EXCERPT PROVIDED –
○ ○ ○

Solving \(H_2(x)\) from the first-order linear differential equation (40) by the formula of constant variation and the initial condition \(H_2( - e-2)=0\), we have

$$\begin{aligned} H_2(x)= \int _{- e-2}^{x} H_1(s)H_3(s)\exp \left\{ \int _{s}^{x}H_3(\eta )\mathrm{d}\eta \right\} \mathrm{d}s. \end{aligned}$$

(41)

Further, by (39) and (41) we have

$$\begin{aligned} d_1(x)&=H_1(x)+ \int _{-e-2}^{x} H_1(s)H_3(s)\nonumber \\&\quad \exp \left\{ \int _{s}^{x}H_3(\eta )\mathrm{d}\eta \right\} \mathrm{d}s\nonumber \\&=H_1(x)- \int _{-e-2}^{x} H_1(s) d\nonumber \\&\quad \left( \exp \left\{ \int _{s}^{x}H_3(\eta )\mathrm{d}\eta \right\} \right) \nonumber \\&= H_1(-e-2)\exp \left\{ \int _{-e-2}^{x}H_3(\eta )\mathrm{d}\eta \right\} \nonumber \\&\quad + \int _{-e-2}^{x} H_1'(s)\exp \left\{ \int _{s}^{x}H_3(\eta )\mathrm{d}\eta \right\} \mathrm{d}s \nonumber \\&=-\varepsilon \int _{-e-2}^{x} \exp \left\{ \int _{s}^{x}H_3(\eta )d\eta \right\} \mathrm{d}s\nonumber \\&<0\;(\text{ resp }.>0),\quad \text{ if }\;\varepsilon >0\;( \text{ resp }.\,\varepsilon <0). \end{aligned}$$

(42)

○ ○ ○

CHALLENGE 1 – According to the excerpt, what method is used to solve for H_2(x) from the first-order linear differential equation?
The excerpt and the records that follow come from unrelated sources.

○ ○ ○

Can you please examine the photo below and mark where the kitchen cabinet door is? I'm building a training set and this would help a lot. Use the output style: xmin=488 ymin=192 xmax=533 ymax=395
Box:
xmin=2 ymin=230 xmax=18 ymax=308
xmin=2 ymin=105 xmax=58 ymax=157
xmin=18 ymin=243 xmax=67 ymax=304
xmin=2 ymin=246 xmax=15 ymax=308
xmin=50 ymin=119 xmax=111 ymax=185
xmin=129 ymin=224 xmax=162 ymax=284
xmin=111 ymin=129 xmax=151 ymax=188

○ ○ ○

CHALLENGE 2 – Please convert the records, starting at their first line and ending at the line that contains "xmin=2 ymin=105 xmax=58 ymax=157", into a numbered list with blank lines omitted.

FULL RESPONSE 1 – The formula of constant variation.

FULL RESPONSE 2 –
1. Can you please examine the photo below and mark where the kitchen cabinet door is? I'm building a training set and this would help a lot. Use the output style: xmin=488 ymin=192 xmax=533 ymax=395
2. Box:
3. xmin=2 ymin=230 xmax=18 ymax=308
4. xmin=2 ymin=105 xmax=58 ymax=157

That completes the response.